(FRAGMENTO SELECCIONADO):

·····

Aunque resultaba extraño, el padre Frith la escuchaba fascinado hasta el punto de no poder hablar. No le parecía trágico que esta mujer, que según su propia confesión había llevado una existencia tan brillante y variada como un sueño (el foco de millares de ojos y el centro de innumerables deseos y pasiones), terminara su vida en esa espantosa habitación, en las tinieblas, en la obscuridad, quizás en la miseria. Para él era parte del formidable drama de la vida que el péndulo oscilara así, ya en la luz, ya de nuevo en la sombra. Bajo su aspecto impasible aquel relato lo estremecía: su historia de tonos llameantes le parecía un cuento intenso, cambiante, notable, una pintura, un poema. Aun en este lugar miserable, entre los escombros del mobiliario destartalado, las ropas rotas, los mendrugos rancios y la atmósfera vil, lo agitaba un deleite inexpresable. Ésta era la vida, no el material de las películas cinematográficas, no las casas grises que conocía tan bien, no su propia vida normal: esto era la vida expuesta hasta la médula, temblorosa, charra, intrépida, codiciosa, inmortal.

Se sentía capaz de escuchar eternamente esa voz que pasaba de una experiencia a otra, del comentario al hecho, y regresaba otra vez a la crítica mordaz. Poco a poco, de sus confusas historias desenmarañaba una narración coherente. Parecía que era en verdad el original de esas asombrosas fotografías; había sido actriz durante muchos años; el ídolo de París, decía sin vanagloria y sin ansiedad, sin siquiera el aire de darle una información, sencillamente, como quien confirma un hecho evidente. Algo había sucedido —tal vez fueran esas cicatrices de viruela— que más de veinticinco años atrás habían puesto punto final a su carrera, y ahora vivía en ese pasado, dejando que las cosas presentes se deslizaran junto a ella como las sombras sobre una colina, al anochecer, tan ligeras, tan veloces que pasan inadvertidas. Comprendía ahora cómo lograba sostener una existencia tolerable en medio de tanta ruina: no la notaba. Era una mujer muerta para el tiempo: el tiempo ya no existía para ella.

·····

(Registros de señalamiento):
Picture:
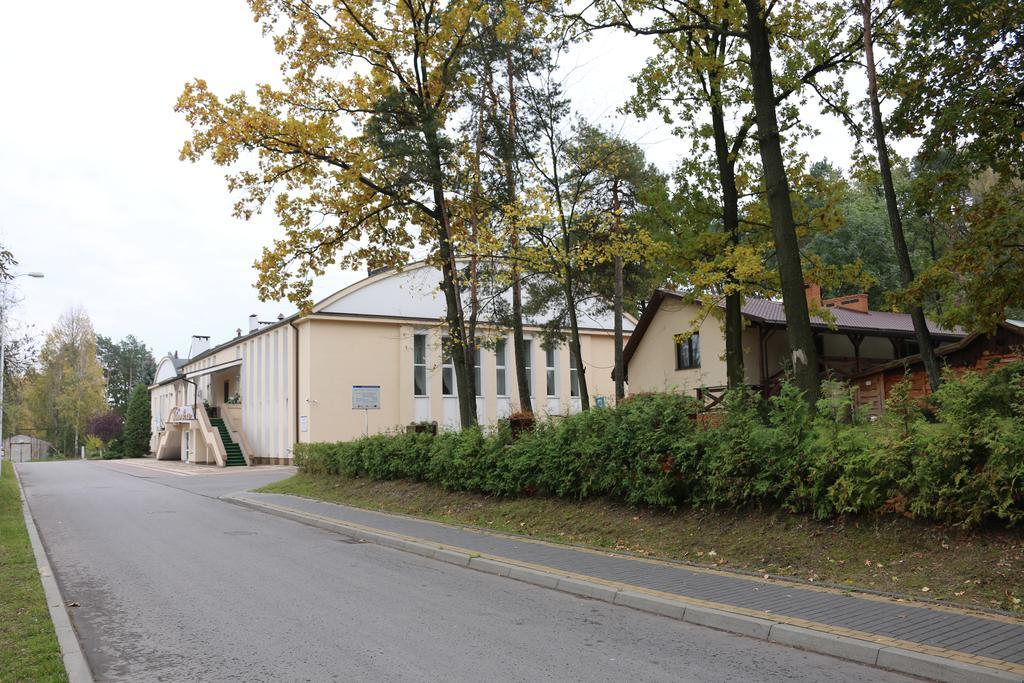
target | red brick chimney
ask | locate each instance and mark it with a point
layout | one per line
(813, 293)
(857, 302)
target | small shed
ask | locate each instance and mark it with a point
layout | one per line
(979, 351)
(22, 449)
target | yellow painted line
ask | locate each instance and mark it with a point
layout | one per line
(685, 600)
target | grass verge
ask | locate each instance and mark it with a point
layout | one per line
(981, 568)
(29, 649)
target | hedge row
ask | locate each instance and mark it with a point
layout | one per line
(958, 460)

·····

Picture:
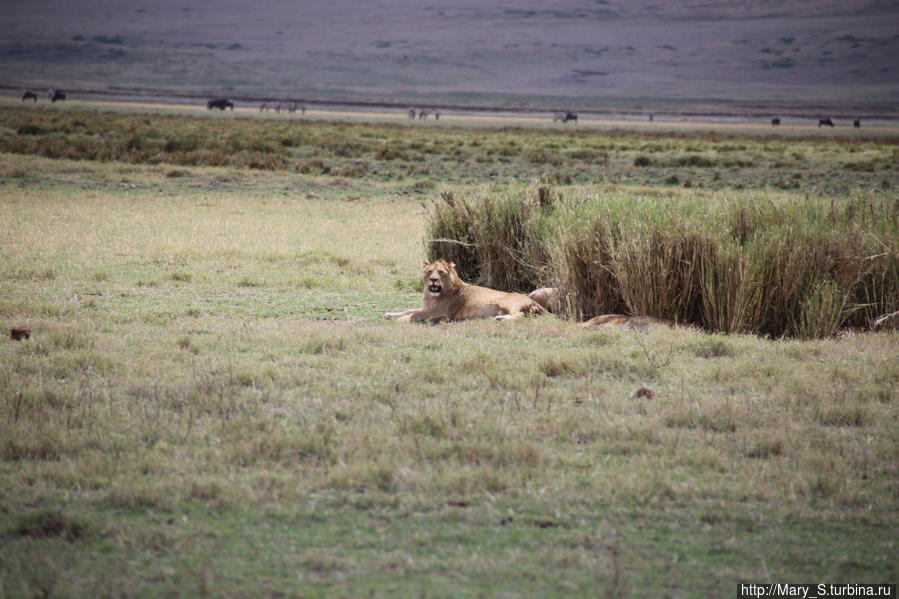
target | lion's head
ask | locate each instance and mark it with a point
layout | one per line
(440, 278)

·····

(LA TAREA):
Responde según el fragmento:
1. ¿Cómo escuchaba el padre Frith a la mujer al comienzo?
2. ¿A qué se había dedicado ella durante muchos años?
3. ¿Hace cuánto tiempo había terminado su carrera?

(SOLUCIÓN A CONTINUACIÓN):
1. Fascinado hasta el punto de no poder hablar.
2. Había sido actriz.
3. Más de veinticinco años atrás.